> Extracted entries

^^^^^^^^^^^^^^^^

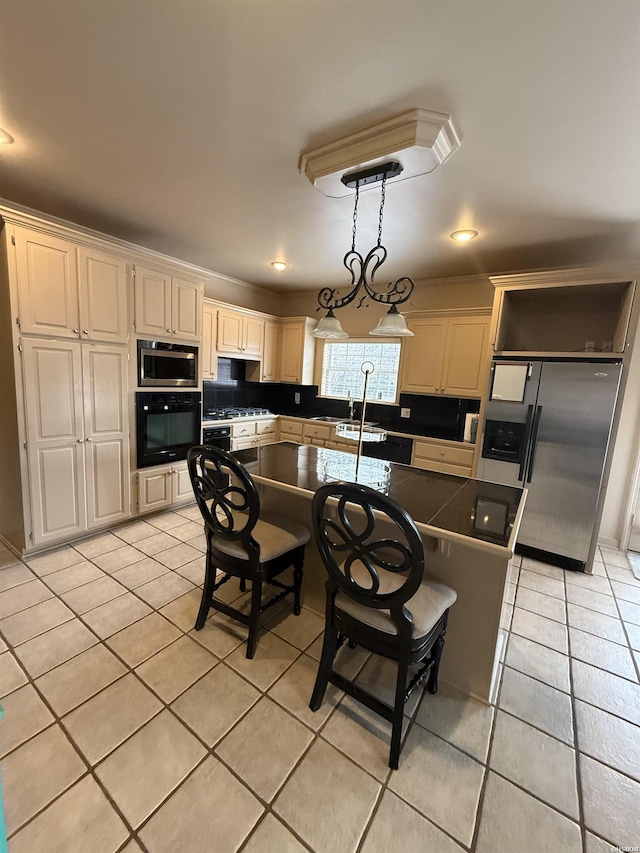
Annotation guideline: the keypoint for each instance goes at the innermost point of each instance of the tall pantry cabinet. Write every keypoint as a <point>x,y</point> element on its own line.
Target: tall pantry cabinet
<point>64,431</point>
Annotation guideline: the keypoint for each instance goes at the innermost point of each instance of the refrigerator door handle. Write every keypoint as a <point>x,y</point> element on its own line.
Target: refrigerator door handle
<point>534,442</point>
<point>524,451</point>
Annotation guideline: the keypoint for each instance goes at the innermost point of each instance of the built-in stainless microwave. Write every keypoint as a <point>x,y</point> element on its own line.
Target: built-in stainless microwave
<point>164,364</point>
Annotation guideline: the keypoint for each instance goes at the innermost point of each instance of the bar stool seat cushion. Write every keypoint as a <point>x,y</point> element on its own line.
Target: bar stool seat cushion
<point>275,533</point>
<point>427,606</point>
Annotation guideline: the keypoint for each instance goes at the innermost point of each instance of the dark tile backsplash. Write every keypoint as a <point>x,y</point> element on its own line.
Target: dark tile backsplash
<point>435,416</point>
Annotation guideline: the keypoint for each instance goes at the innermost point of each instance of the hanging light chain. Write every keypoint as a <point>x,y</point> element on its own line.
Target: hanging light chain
<point>382,198</point>
<point>355,218</point>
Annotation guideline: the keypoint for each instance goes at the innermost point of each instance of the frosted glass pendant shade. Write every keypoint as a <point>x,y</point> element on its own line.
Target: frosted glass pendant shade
<point>329,327</point>
<point>392,325</point>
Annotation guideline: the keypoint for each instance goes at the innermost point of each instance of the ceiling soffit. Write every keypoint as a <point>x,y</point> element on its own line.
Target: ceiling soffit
<point>419,139</point>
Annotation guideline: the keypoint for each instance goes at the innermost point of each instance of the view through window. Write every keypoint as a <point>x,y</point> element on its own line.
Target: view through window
<point>342,376</point>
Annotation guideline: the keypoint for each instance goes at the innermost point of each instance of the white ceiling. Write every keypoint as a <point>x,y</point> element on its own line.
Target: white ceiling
<point>178,124</point>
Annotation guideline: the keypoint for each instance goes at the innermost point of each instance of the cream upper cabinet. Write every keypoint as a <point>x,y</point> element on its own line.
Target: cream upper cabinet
<point>208,350</point>
<point>102,280</point>
<point>447,355</point>
<point>47,284</point>
<point>297,350</point>
<point>70,291</point>
<point>106,434</point>
<point>166,306</point>
<point>186,309</point>
<point>271,355</point>
<point>253,336</point>
<point>55,438</point>
<point>77,436</point>
<point>423,356</point>
<point>240,334</point>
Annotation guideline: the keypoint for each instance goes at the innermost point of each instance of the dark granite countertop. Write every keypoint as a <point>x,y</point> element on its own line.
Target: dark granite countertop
<point>456,506</point>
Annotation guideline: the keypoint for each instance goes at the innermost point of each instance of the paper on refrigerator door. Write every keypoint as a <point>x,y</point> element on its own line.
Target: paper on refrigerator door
<point>509,381</point>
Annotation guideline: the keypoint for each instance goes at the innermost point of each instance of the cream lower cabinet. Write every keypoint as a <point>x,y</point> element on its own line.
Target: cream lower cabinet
<point>448,457</point>
<point>448,353</point>
<point>162,487</point>
<point>290,430</point>
<point>252,433</point>
<point>317,434</point>
<point>77,437</point>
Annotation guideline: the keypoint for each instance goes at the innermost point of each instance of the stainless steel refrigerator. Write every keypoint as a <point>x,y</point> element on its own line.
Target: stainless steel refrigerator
<point>547,427</point>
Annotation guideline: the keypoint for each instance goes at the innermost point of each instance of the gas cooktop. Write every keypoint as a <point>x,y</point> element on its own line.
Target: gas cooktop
<point>224,414</point>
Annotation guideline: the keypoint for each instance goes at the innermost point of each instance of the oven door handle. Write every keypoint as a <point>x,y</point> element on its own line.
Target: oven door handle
<point>525,444</point>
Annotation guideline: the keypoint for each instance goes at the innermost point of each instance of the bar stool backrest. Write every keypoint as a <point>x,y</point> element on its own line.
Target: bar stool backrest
<point>369,545</point>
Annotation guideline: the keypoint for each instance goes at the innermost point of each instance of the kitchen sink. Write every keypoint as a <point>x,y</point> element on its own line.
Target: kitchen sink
<point>351,421</point>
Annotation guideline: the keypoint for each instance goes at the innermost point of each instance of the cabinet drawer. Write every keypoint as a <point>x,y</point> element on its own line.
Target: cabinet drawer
<point>266,427</point>
<point>442,453</point>
<point>317,431</point>
<point>241,430</point>
<point>444,467</point>
<point>292,429</point>
<point>243,443</point>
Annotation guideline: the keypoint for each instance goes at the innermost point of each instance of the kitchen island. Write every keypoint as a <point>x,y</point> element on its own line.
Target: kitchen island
<point>468,526</point>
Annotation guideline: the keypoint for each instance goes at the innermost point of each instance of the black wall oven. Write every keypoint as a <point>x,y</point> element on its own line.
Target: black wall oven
<point>167,425</point>
<point>217,437</point>
<point>164,364</point>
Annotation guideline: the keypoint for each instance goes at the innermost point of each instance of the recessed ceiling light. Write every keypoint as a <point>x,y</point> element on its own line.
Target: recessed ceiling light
<point>464,236</point>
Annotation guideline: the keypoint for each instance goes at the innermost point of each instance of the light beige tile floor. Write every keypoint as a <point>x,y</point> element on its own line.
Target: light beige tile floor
<point>125,730</point>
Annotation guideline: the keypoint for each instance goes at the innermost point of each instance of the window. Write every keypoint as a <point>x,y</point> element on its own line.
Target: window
<point>342,376</point>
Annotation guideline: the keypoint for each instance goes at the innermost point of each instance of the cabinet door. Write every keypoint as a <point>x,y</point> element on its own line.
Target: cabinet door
<point>208,351</point>
<point>104,370</point>
<point>271,352</point>
<point>102,289</point>
<point>181,488</point>
<point>154,489</point>
<point>47,285</point>
<point>55,441</point>
<point>252,336</point>
<point>186,310</point>
<point>291,353</point>
<point>152,303</point>
<point>229,332</point>
<point>423,356</point>
<point>465,372</point>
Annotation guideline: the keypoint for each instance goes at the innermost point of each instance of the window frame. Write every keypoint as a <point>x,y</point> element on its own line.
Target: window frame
<point>361,340</point>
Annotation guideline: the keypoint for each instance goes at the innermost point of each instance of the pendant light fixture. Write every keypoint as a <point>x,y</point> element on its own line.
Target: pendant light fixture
<point>363,270</point>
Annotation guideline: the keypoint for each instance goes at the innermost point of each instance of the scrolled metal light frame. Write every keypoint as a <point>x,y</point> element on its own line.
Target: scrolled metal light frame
<point>363,270</point>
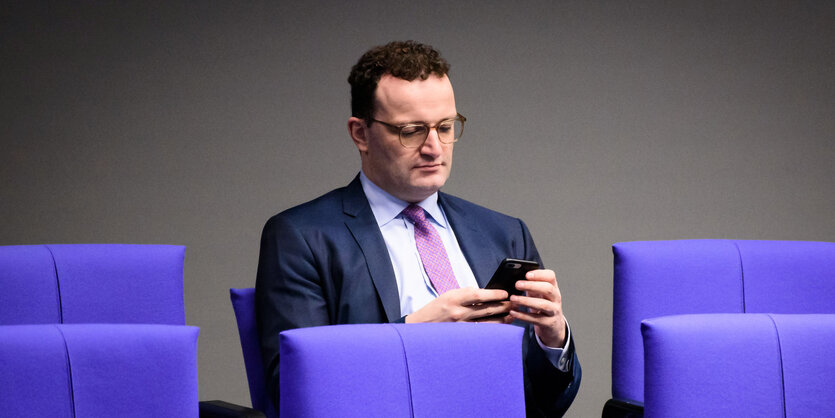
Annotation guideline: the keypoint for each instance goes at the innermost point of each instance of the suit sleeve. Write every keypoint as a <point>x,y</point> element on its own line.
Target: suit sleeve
<point>289,292</point>
<point>548,391</point>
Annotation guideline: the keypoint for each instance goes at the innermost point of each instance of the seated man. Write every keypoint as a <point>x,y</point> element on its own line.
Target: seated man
<point>390,247</point>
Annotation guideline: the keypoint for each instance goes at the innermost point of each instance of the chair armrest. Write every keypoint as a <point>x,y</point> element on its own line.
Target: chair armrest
<point>615,408</point>
<point>221,409</point>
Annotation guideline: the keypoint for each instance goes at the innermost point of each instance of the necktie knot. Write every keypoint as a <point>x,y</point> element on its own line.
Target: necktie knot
<point>431,249</point>
<point>415,214</point>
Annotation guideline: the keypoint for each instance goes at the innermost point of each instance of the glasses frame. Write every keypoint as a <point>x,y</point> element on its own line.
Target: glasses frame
<point>399,129</point>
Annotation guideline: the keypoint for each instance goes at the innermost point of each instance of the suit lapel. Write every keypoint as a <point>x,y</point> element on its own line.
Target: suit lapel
<point>366,232</point>
<point>483,259</point>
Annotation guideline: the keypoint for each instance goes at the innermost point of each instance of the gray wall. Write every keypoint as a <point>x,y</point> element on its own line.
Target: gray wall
<point>595,122</point>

^^^^^^^^^^^^^^^^

> Problem statement
Rewrite the stretch of the listing that opens with the line containing "the kitchen island." and closes with the line containing "<point>468,526</point>", putting "breakfast counter" wherever "kitchen island" appears and keeping everything else the same. Give only those lines.

> The output
Annotation guideline: the keypoint for each instance goes at the innermost point of each instance of the breakfast counter. Write every keypoint as a <point>x,y</point> element on its own line.
Target: breakfast counter
<point>468,526</point>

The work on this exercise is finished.